■ **AVAILABLE DATA**:
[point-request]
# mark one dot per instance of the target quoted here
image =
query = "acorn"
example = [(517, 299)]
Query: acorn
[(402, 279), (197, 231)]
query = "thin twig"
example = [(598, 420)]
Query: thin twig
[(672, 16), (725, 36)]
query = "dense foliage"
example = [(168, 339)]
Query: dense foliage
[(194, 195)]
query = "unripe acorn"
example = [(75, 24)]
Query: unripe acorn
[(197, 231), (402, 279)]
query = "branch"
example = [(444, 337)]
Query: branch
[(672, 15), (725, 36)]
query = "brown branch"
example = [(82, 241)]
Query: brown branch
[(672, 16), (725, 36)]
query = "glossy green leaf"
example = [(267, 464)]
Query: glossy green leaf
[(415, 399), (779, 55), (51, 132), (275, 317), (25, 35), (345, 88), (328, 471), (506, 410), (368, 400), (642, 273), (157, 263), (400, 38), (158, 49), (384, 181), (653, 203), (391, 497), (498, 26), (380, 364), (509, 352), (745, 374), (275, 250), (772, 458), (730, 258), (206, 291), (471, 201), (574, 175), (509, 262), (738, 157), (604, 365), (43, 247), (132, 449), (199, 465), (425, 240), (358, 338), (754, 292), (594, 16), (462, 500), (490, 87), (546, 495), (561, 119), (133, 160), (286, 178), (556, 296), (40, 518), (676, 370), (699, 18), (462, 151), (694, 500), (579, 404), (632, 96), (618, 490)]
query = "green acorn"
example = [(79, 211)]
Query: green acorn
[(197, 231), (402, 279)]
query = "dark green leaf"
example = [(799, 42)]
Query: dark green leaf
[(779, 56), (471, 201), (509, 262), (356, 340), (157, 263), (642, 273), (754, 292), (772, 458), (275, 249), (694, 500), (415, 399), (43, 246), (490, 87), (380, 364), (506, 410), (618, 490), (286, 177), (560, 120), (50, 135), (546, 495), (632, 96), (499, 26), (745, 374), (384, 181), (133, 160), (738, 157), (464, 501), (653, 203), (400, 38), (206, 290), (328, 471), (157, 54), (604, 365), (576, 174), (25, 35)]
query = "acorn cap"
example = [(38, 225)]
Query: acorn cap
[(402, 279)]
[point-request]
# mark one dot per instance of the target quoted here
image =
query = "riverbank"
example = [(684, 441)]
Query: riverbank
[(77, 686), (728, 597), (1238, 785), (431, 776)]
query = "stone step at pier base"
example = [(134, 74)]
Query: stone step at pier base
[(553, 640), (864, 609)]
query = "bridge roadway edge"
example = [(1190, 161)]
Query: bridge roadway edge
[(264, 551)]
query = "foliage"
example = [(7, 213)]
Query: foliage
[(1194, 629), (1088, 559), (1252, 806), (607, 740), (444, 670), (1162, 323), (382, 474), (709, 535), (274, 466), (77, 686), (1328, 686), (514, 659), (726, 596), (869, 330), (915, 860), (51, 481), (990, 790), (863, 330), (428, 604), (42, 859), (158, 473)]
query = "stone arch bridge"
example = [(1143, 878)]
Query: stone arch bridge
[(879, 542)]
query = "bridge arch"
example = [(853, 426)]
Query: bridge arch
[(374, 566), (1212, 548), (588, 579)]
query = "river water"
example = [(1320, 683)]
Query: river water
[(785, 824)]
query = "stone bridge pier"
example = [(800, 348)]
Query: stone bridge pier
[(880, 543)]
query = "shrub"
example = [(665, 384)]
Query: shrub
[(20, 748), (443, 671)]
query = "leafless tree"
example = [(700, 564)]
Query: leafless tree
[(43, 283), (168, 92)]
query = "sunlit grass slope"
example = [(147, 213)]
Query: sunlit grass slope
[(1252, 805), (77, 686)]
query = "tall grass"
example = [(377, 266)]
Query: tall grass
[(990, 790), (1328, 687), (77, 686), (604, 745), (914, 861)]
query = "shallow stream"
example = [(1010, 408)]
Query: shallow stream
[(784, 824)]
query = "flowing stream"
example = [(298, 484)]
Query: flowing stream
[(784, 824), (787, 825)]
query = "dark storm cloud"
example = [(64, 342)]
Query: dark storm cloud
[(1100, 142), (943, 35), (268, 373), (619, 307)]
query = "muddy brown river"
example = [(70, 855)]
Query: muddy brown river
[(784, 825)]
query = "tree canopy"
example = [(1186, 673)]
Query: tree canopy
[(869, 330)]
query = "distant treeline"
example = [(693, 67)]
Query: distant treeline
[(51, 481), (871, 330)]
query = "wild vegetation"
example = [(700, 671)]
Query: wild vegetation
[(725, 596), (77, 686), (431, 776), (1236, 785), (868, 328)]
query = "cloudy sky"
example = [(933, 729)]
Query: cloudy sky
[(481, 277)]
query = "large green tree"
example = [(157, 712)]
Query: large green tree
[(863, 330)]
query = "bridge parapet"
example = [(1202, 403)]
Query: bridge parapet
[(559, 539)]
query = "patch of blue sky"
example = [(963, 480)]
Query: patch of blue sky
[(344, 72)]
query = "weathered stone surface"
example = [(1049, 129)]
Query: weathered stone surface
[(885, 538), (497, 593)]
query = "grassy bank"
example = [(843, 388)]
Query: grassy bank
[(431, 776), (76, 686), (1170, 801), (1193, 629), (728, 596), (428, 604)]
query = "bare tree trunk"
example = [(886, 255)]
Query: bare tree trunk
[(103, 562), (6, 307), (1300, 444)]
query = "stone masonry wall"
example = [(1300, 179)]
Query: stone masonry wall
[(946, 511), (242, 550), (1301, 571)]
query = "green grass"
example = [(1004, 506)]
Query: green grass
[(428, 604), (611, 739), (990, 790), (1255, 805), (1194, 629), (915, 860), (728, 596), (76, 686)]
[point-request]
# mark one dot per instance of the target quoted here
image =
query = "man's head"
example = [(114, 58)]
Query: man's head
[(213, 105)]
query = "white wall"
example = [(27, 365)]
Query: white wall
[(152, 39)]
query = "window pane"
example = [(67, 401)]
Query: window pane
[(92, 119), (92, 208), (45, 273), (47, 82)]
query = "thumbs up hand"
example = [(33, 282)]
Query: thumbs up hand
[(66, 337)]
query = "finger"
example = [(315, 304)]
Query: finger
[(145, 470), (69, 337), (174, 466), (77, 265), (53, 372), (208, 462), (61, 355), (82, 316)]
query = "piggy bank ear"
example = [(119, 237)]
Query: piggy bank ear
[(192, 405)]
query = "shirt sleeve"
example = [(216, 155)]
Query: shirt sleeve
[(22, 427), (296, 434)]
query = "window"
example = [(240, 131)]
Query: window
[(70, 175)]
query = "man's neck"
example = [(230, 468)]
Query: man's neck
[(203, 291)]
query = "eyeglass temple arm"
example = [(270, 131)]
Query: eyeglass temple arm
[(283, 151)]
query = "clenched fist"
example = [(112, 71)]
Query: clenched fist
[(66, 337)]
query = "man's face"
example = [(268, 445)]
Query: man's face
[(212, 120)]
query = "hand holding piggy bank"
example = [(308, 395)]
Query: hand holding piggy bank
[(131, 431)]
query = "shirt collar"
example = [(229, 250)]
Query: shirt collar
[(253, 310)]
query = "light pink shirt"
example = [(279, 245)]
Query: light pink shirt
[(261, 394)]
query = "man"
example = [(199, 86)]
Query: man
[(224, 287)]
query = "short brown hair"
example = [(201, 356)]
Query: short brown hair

■ **ASSIGNMENT**: Extract every line above exactly as it stands.

■ **SOLUTION TO THIS PROBLEM**:
[point-request]
# mark one dot per instance of the target quoted here
image =
query = "acorn"
example = [(517, 299)]
Query: acorn
[(402, 279), (197, 231)]
query = "thin twig"
example = [(598, 420)]
Query: thin twig
[(672, 16), (725, 36)]
query = "dense foliage"
example = [(168, 339)]
Query: dense foliage
[(194, 195)]
query = "unripe acorn"
example = [(75, 24)]
Query: unripe acorn
[(197, 231), (402, 279)]
query = "branch"
example = [(444, 337)]
Query: branch
[(672, 15), (725, 36)]
query = "brown branch"
example = [(82, 241)]
Query: brown branch
[(672, 16), (725, 36)]
query = "glossy green leaf"
example = [(267, 464)]
Query: glossy green leaf
[(415, 399), (779, 55), (51, 132), (275, 317), (25, 35), (345, 88), (328, 471), (506, 410), (368, 400), (642, 273), (157, 263), (400, 38), (158, 49), (384, 181), (653, 203), (391, 497), (498, 26), (380, 364), (509, 352), (745, 374), (275, 250), (772, 458), (730, 258), (206, 291), (471, 201), (574, 175), (509, 262), (738, 157), (604, 365), (43, 247), (132, 449), (199, 465), (425, 240), (358, 338), (754, 292), (594, 16), (462, 500), (490, 87), (546, 495), (561, 119), (133, 160), (286, 178), (556, 296), (40, 518), (676, 370), (699, 18), (462, 151), (694, 500), (579, 404), (632, 96), (618, 490)]
query = "green acorn"
example = [(79, 211)]
Query: green acorn
[(197, 231), (402, 279)]
query = "dark green leaf"
example = [(799, 42)]
Query: dark green leaf
[(779, 56), (471, 201), (509, 262), (356, 340), (157, 263), (642, 273), (754, 292), (772, 458), (275, 249), (694, 500), (415, 399), (43, 246), (490, 87), (380, 364), (506, 410), (618, 490), (286, 177), (560, 120), (50, 135), (546, 495), (632, 96), (499, 26), (745, 374), (384, 181), (133, 160), (738, 157), (464, 501), (653, 203), (400, 38), (206, 290), (328, 471), (157, 54), (604, 365), (576, 174), (25, 35)]
query = "acorn cap"
example = [(38, 225)]
Query: acorn cap
[(402, 279)]
[point-request]
# mark one dot per instance of the target quoted here
image =
query = "riverbank"
example = [(684, 441)]
Query: riverbank
[(77, 686), (728, 597), (1238, 785), (431, 776)]
query = "stone step at pier base"
example = [(134, 74)]
Query: stone step at pier base
[(553, 640), (864, 609)]
query = "bridge roadway edge"
example = [(1190, 161)]
Query: bridge roadway edge
[(264, 551)]
query = "foliage"
example = [(7, 213)]
Query: foliage
[(1194, 629), (1088, 559), (1252, 806), (607, 740), (444, 670), (1162, 323), (382, 474), (709, 535), (274, 466), (77, 686), (1328, 686), (514, 659), (726, 596), (869, 330), (915, 860), (51, 481), (990, 790), (863, 330), (428, 604), (42, 859), (158, 473)]
query = "stone arch bridge"
example = [(1143, 878)]
Query: stone arch bridge
[(879, 542)]
query = "bridge arch"
example = [(853, 426)]
Query: bridge arch
[(374, 566), (1212, 548), (588, 579)]
query = "river water"
example = [(1320, 683)]
Query: river water
[(785, 824)]
query = "stone bridge pier"
example = [(800, 348)]
Query: stone bridge pier
[(880, 543)]
query = "shrub"
example = [(665, 384)]
Query: shrub
[(20, 748), (443, 671)]
query = "leafless tree"
example = [(700, 564)]
Query: leafless tree
[(43, 283), (168, 92)]
query = "sunlit grass slope"
example = [(147, 213)]
Query: sunlit grass slope
[(1252, 805), (77, 686)]
query = "tall grass"
example = [(377, 266)]
Query: tall grass
[(990, 790), (1328, 687), (77, 686), (604, 745), (914, 861)]
query = "shallow stream"
example = [(1010, 408)]
Query: shallow stream
[(784, 824)]
query = "flowing stream"
example = [(298, 484)]
Query: flowing stream
[(784, 824), (787, 825)]
query = "dark storm cloud"
example = [(64, 342)]
Query: dark storm cloud
[(1100, 142), (943, 35), (268, 373), (619, 307)]
query = "muddy brown river"
example = [(70, 855)]
Query: muddy brown river
[(784, 825)]
query = "tree canopy"
example = [(1186, 673)]
Query: tree canopy
[(869, 330)]
query = "distant treeline"
example = [(693, 67)]
Query: distant treeline
[(51, 481), (871, 330)]
query = "wild vegetation"
example = [(700, 671)]
Query: wild vegetation
[(725, 596), (77, 686), (431, 776), (1236, 785), (868, 328)]
query = "cloudy sky"
example = [(933, 729)]
Query: cloudy sky
[(481, 277)]
query = "large green tree"
example = [(157, 712)]
Query: large green tree
[(863, 330)]
query = "bridge parapet"
example = [(1202, 403)]
Query: bridge parapet
[(559, 539)]
query = "patch of blue sky"
example = [(963, 480)]
Query: patch of blue sky
[(344, 72)]
query = "weathered stone surface"
example = [(1049, 129)]
Query: weathered stone surface
[(885, 538), (497, 593)]
query = "grassy bank"
example = [(843, 388)]
Query: grassy bank
[(431, 776), (76, 686), (1170, 801), (1193, 629), (728, 596), (428, 604)]
query = "bare tree trunk"
example = [(886, 255)]
Query: bare tree trunk
[(103, 562), (6, 307), (1300, 444)]
query = "stone masonry wall"
example = [(1300, 179)]
Query: stone masonry wall
[(946, 511), (242, 550), (1301, 571)]
query = "green grass"
example = [(1004, 506)]
Query: green grass
[(428, 604), (611, 739), (990, 790), (1255, 805), (1194, 629), (915, 860), (728, 596), (76, 686)]
[point-request]
# mark one dot per instance of the target quoted here
image =
query = "man's head"
example = [(114, 58)]
Query: man's head
[(213, 105)]
query = "white wall"
example = [(27, 365)]
Query: white wall
[(152, 39)]
query = "window pane"
example = [(67, 401)]
Query: window pane
[(92, 119), (92, 208), (45, 273), (47, 82)]
query = "thumbs up hand"
example = [(33, 282)]
Query: thumbs up hand
[(66, 337)]
query = "finger"
example = [(315, 304)]
Query: finger
[(145, 470), (69, 337), (174, 466), (77, 265), (53, 372), (208, 462), (61, 355), (82, 316)]
query = "piggy bank ear"
example = [(119, 237)]
Query: piggy bank ear
[(192, 405)]
query = "shirt sleeve"
example = [(216, 155)]
Query: shirt sleeve
[(22, 427), (296, 434)]
query = "window"
example = [(240, 131)]
Query: window
[(70, 175)]
query = "man's neck"
example = [(230, 468)]
Query: man's neck
[(203, 291)]
query = "eyeglass temple arm"
example = [(270, 131)]
Query: eyeglass temple arm
[(283, 151)]
query = "clenched fist"
example = [(112, 71)]
Query: clenched fist
[(66, 337)]
query = "man's face"
example = [(268, 445)]
Query: man's face
[(212, 120)]
query = "hand holding piggy bank"
example = [(308, 395)]
Query: hand holding piggy bank
[(131, 431)]
query = "shirt collar"
example = [(229, 250)]
Query: shirt collar
[(253, 310)]
query = "light pink shirt"
example = [(279, 245)]
Query: light pink shirt
[(261, 394)]
query = "man"
example = [(199, 86)]
Query: man
[(224, 287)]
query = "short brown hair"
example = [(201, 356)]
Query: short brown hair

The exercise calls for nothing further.